#### WHAT IS NEEDED
Rewrite the lines of the listing below as a numbered list, leaving out any blank lines. Include only everything from the line containing "Category: the person in dark jacket" down to the line containing "pixel 847 525", both of those lines included.

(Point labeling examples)
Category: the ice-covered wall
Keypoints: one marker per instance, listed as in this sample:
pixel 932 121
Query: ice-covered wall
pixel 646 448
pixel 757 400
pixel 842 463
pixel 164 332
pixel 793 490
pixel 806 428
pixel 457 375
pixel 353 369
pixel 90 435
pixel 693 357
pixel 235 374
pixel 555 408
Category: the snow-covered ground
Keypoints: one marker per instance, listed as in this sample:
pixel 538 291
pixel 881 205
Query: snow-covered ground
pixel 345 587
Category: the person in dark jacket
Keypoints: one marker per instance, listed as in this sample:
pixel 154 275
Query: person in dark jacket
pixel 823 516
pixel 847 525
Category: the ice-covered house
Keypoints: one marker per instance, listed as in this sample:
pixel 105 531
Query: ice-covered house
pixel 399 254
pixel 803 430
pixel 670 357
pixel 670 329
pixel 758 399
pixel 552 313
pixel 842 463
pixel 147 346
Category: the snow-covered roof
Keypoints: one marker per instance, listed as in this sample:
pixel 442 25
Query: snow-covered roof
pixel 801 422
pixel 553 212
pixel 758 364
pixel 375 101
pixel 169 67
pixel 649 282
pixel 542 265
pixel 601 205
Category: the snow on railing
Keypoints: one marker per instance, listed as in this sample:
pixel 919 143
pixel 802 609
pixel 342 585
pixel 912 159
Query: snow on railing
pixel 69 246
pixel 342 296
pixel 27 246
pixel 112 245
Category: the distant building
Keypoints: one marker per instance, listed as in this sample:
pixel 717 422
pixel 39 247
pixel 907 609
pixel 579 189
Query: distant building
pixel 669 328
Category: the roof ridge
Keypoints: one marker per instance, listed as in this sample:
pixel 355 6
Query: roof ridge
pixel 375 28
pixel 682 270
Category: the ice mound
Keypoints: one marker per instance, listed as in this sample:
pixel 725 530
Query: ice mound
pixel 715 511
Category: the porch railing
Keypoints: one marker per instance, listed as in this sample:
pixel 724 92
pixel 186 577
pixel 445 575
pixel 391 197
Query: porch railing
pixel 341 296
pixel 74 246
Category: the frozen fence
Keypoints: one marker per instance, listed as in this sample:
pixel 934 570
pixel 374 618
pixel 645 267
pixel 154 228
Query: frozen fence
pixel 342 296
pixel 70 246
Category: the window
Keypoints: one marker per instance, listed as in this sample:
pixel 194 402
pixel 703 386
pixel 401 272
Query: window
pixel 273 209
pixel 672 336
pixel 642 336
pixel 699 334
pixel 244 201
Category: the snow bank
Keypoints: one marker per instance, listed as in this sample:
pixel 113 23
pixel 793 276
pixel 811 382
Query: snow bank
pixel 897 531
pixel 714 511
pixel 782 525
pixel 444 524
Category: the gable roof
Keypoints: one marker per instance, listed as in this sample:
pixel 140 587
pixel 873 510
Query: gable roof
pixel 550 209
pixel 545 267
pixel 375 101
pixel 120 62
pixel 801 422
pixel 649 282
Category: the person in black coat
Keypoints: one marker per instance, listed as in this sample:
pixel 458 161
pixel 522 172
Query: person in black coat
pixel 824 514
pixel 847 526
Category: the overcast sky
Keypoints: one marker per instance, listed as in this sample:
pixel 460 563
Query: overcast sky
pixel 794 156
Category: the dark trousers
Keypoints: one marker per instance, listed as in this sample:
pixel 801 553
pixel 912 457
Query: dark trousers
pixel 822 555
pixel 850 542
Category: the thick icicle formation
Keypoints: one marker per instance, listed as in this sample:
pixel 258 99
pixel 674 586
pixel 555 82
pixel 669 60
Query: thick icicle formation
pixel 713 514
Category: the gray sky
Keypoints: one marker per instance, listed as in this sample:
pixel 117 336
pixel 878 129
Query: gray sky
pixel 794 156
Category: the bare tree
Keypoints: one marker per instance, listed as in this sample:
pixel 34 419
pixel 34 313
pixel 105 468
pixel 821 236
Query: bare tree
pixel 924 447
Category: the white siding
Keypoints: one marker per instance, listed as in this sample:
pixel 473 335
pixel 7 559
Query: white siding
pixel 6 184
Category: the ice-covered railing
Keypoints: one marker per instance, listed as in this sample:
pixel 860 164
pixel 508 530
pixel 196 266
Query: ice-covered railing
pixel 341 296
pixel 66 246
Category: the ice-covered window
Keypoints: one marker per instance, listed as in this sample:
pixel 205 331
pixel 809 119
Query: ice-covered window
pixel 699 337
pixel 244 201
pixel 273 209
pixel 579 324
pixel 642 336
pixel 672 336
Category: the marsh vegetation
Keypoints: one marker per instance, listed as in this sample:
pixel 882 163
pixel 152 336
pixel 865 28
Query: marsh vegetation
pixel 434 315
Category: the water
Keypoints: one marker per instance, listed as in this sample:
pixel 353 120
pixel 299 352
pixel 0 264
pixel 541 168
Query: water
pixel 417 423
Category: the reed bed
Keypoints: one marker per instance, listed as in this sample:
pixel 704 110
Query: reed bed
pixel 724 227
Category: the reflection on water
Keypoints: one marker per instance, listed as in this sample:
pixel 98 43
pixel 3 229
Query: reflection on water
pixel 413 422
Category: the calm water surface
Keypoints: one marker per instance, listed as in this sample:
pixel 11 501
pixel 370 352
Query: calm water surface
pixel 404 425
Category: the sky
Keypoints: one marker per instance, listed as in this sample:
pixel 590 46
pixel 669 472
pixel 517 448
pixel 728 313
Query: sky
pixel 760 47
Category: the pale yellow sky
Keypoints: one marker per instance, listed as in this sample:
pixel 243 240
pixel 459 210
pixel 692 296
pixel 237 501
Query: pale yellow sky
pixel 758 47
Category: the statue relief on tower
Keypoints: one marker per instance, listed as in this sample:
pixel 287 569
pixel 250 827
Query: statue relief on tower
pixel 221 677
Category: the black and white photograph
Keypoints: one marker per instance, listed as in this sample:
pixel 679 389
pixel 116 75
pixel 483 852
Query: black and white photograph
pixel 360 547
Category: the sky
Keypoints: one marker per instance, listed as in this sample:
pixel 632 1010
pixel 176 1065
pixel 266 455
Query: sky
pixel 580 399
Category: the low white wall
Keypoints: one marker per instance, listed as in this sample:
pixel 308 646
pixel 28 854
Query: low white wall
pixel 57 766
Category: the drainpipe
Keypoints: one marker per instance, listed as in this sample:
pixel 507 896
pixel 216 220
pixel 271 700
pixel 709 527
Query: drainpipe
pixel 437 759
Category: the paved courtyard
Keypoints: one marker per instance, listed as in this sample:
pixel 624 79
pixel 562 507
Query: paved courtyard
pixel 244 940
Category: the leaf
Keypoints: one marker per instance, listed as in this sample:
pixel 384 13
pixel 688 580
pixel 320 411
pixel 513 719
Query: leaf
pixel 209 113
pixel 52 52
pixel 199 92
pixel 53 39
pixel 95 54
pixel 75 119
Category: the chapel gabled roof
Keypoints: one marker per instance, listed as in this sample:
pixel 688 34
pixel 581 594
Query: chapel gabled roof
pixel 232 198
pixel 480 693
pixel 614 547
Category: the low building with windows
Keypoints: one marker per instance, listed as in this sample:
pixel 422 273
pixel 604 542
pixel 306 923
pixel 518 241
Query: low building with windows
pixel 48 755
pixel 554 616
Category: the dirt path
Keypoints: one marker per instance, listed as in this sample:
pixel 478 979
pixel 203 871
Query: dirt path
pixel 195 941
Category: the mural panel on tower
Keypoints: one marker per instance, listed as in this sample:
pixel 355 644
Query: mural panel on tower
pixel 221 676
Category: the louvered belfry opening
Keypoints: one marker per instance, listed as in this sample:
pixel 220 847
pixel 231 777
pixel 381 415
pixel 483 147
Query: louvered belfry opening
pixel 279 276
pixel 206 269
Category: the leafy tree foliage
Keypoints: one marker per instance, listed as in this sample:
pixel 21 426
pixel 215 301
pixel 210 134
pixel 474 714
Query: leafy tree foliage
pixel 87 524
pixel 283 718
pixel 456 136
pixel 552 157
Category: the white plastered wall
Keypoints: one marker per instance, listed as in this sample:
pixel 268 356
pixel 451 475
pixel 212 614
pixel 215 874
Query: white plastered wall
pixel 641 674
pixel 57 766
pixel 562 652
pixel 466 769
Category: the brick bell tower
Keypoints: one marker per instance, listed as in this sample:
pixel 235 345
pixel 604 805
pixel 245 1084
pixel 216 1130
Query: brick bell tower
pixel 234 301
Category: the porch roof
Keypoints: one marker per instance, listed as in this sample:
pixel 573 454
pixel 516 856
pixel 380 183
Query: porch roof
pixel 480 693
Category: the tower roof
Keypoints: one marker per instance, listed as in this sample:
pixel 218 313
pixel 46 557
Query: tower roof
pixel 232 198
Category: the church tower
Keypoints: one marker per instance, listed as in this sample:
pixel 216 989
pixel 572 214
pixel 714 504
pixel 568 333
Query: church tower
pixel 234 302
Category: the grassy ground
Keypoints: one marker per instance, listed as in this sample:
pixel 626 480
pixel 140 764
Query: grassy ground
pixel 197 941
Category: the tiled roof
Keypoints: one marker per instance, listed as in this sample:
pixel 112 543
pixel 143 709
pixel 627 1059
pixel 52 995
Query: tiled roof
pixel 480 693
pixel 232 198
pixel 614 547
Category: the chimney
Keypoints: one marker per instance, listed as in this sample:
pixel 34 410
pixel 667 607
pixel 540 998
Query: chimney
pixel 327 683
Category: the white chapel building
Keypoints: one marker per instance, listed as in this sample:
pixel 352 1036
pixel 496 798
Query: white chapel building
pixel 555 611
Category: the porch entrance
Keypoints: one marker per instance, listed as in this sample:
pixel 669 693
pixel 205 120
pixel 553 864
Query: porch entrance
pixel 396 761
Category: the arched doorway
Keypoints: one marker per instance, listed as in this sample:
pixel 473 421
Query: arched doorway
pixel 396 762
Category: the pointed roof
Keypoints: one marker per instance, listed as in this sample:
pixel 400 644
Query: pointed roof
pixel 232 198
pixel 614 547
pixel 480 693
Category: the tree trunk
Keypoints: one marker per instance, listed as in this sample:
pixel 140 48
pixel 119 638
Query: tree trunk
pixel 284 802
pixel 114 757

#### REPLY TO THE EXERCISE
1. Category: the person in dark jacket
2. Keypoints: one marker per instance, listed as in this sample:
3. pixel 154 275
4. Query: person in dark jacket
5. pixel 823 516
6. pixel 847 525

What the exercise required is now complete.